Best Way To Solve Global Warming? Methane-Eating Bacteria


At a whopping 30 million metric tonnes annually, methanotrophic bacteria consume the most harmful and problematic greenhouse gas known as methane, and now researchers at Northwestern University believe it could be the key to reversing global warming.

Methanotrophic bacteria not only eat the harmful gas, but excrete fuel known as methanol, through the use of an enzyme in its cell wall known as particulate methane monooxygenase, or pMMO. Previous researchers had a difficult time studying the process due to the damage to the bacteria through the process of extracting the enzyme, but Amy Rosenzweig, senior author of the new Northwestern paper who holds appointments in both chemistry and molecular biosciences at Northwestern’s Weinberg College of Arts and Sciences, explains how a new process has been developed that preserves the bacteria enough to determine more useful information about how the methanol is created.

“Methane has a very strong bond, so it’s pretty remarkable there’s an enzyme that can do this. If we don’t understand exactly how the enzyme performs this difficult chemistry, we’re not going to be able to engineer and optimize it for biotechnological applications.”

The researchers used something called cryo-electron microscopy (cryo-EM), a technique well-suited to membrane proteins due to the fact that the lipid membrane environment is undisturbed throughout the experiment. This allowed them to visualize the atomic structure of the active enzyme at high resolution for the first time.

■ **WHAT NEEDS TO BE DONE**
Please name the enzyme that, according to the text on methane-eating bacteria, lets these bacteria turn methane into methanol.

■ **SUPPLIED INFORMATION**
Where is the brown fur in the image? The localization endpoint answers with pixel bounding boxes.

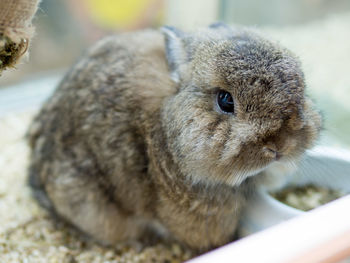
[29,26,321,254]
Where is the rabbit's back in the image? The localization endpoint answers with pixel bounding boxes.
[29,31,173,225]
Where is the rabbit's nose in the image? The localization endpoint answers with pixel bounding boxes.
[263,143,282,161]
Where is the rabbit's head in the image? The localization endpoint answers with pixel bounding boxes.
[162,25,321,186]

■ **EXERCISE RESULT**
Particulate methane monooxygenase, or pMMO.